# Selection:
..............................

A metadata section design making GC work under all of the 3 major binary formats (ELF/PE-COFF/Mach-O) is very complex. You may dig some history related to __llvm_prf_* and __prof*. That may be another argument that we should probably focus on one format. After D104556 and a follow-up patch making the function address relative, I think __llvm_prf_* will be in a very good state.

__llvm_mipmap section should have type ELF::SHF_NOTE so that it doesn't get stripped by --gc-sections.

This is an abuse of the section type SHF_NOTE. GNU ld retaining allocable SHF_NOTE sections under --gc-sections is a somewhat unfortunate fact. I feel it is inappropriate and I know a FreeBSD folk who doesn't like this rule.

No? We don't like the fact that it _doesn't_ get retained in certain cases, because that's where our ABI branding lives (as does glibc's, but they don't care all that much about it, as they only brand executables, not libraries, so it's of limited use...). We need it to be present, always, and cannot yet rely on SHT_RETAIN as a feature introduced in the past year is far too new to be able to rely on.

ellis added a comment.Jun 21 2021, 8:49 PM

__llvm_mipmap section should have type ELF::SHF_NOTE so that it doesn't get stripped by --gc-sections.

This is an abuse of the section type SHF_NOTE. GNU ld retaining allocable SHF_NOTE sections under --gc-sections is a somewhat unfortunate fact. I feel it is inappropriate and I know a FreeBSD folk who doesn't like this rule.

I found that SHF_GNU_RETAIN was not enough, but I'm happy to explore other ways if SHF_NOTE is not preferred.

A metadata section design making GC work under all of the 3 major binary formats (ELF/PE-COFF/Mach-O) is very complex. You may dig some history related to __llvm_prf_* and __prof*. That may be another argument that we should probably focus on one format. After D104556 and a follow-up patch making the function address relative, I think __llvm_prf_* will be in a very good state.

Thanks, I'll take a look at __llvm_prf_* and friends.

int3 added a subscriber: int3.Jun 21 2021, 11:13 PM

I probably sound like a broken record, but we've spent a lot of time making sure the map section can be extracted correctly and that the raw section has no excess info. This is a major feature of MIP, the profile data and the function info are separated so that only the necessary data remains in the binary. The question is whether we should extend an existing pgi to support this feature or if MIP deserves to be its own framework. I do see the value in extending one of the many existing pgi to reduce duplicate work. My thoughts are that it would be too invasive to do everything we need; add one or two new sections, create a new .profraw and .profmap format, add a few flags, and extend the tools. By keeping MIP separate, we can make design decisions that align with our code size goal that may not be so easy to do in existing frameworks.

The existing __llvm_prf_cnts/__llvm_prf_data can be exacted easily as well... What functionality do you find missing?

Thanks for the patch D104556 that uses PC relative relocations for reference! This avoids dynamic relocation, which is the prerequisite to make a section (region) be extractable.
Unfortunately this is not sufficient because we need to find the references once they are extracted out because the address ranges (either in the original binary and the extracted binary) are not valid or can be altered.

..............................

# Records provided:
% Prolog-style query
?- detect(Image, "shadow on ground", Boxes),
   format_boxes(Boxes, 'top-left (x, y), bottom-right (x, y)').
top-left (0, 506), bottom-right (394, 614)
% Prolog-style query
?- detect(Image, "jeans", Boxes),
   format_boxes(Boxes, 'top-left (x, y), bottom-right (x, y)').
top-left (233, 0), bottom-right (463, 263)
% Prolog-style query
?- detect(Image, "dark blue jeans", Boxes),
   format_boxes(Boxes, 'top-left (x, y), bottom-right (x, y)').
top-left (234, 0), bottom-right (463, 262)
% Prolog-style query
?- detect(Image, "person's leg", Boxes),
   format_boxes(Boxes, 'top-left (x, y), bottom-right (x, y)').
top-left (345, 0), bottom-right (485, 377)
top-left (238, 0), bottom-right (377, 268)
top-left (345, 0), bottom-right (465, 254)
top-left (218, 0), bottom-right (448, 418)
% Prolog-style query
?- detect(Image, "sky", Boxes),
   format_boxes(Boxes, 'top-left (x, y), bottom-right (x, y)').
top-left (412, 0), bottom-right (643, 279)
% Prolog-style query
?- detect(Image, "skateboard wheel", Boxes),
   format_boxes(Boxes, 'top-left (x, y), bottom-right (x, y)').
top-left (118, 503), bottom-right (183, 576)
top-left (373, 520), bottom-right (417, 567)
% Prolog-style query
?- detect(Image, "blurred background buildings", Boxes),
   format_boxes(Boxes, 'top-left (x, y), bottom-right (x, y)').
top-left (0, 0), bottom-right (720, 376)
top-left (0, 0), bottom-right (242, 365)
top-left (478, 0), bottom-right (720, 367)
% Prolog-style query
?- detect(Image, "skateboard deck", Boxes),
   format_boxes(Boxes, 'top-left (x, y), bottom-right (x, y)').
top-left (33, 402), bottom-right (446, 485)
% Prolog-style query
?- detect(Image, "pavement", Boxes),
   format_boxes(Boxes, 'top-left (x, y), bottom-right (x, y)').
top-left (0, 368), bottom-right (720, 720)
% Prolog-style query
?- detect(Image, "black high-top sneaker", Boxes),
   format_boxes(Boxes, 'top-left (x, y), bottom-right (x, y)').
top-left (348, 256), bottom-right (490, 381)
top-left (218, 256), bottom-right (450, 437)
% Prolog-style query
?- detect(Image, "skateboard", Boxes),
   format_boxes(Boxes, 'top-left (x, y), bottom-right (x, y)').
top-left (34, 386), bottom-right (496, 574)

..............................

# Exercises:
**a.** Recast the rows, starting at their first line and ending at the line that contains "top-left (234, 0), bottom-right (463, 262)", as a JSON list of strings with one string per line and blank lines left out.
**b.** Continue the review discussion about the __llvm_mipmap section from where it stops.

# Task-by-task outputs:
**a.**
[
  "% Prolog-style query",
  "?- detect(Image, \"shadow on ground\", Boxes),",
  "   format_boxes(Boxes, 'top-left (x, y), bottom-right (x, y)').",
  "top-left (0, 506), bottom-right (394, 614)",
  "% Prolog-style query",
  "?- detect(Image, \"jeans\", Boxes),",
  "   format_boxes(Boxes, 'top-left (x, y), bottom-right (x, y)').",
  "top-left (233, 0), bottom-right (463, 263)",
  "% Prolog-style query",
  "?- detect(Image, \"dark blue jeans\", Boxes),",
  "   format_boxes(Boxes, 'top-left (x, y), bottom-right (x, y)').",
  "top-left (234, 0), bottom-right (463, 262)"
]

**b.**
So, we need some notion of section (or region) relative addressing which is not all available in COFF/ELF/MachO. One trick in MIP is to introduce an anchor reference to express such addressing with two PC relative relocations.
In fact, this anchor reference can be hoisted out into the header which we can share, which is not in this change yet.
To interoperate and make all different __llvm_prof_* be extractable, I think we should introduce a header (weak or comdat) like MIP for each __llvm_prof_* and bookkeep distance/relocations within it across regions.
I can see it's technically doable but the cost and risk seems high since we need to restructure __llvm_prof_* and its dependencies. If we're meant to just introduce another section like __llvm_mipmap under a flag in LLVM IR infra, this is just confusing.

I probably sound like a broken record, but we've spent a lot of time making sure the map section can be extracted correctly and that the raw section has no excess info. This is a major feature of MIP, the profile data and the function info are separated so that only the necessary data remains in the binary. The question is whether we should extend an existing pgi to support this feature or if MIP deserves to be its own framework. I do see the value in extending one of the many existing pgi to reduce duplicate work. My thoughts are that it would be too invasive to do everything we need; add one or two new sections, create a new .profraw and .profmap format, add a few flags, and extend the tools. By keeping MIP separate, we can make design decisions that align with our code size goal that may not be so easy to do in existing frameworks.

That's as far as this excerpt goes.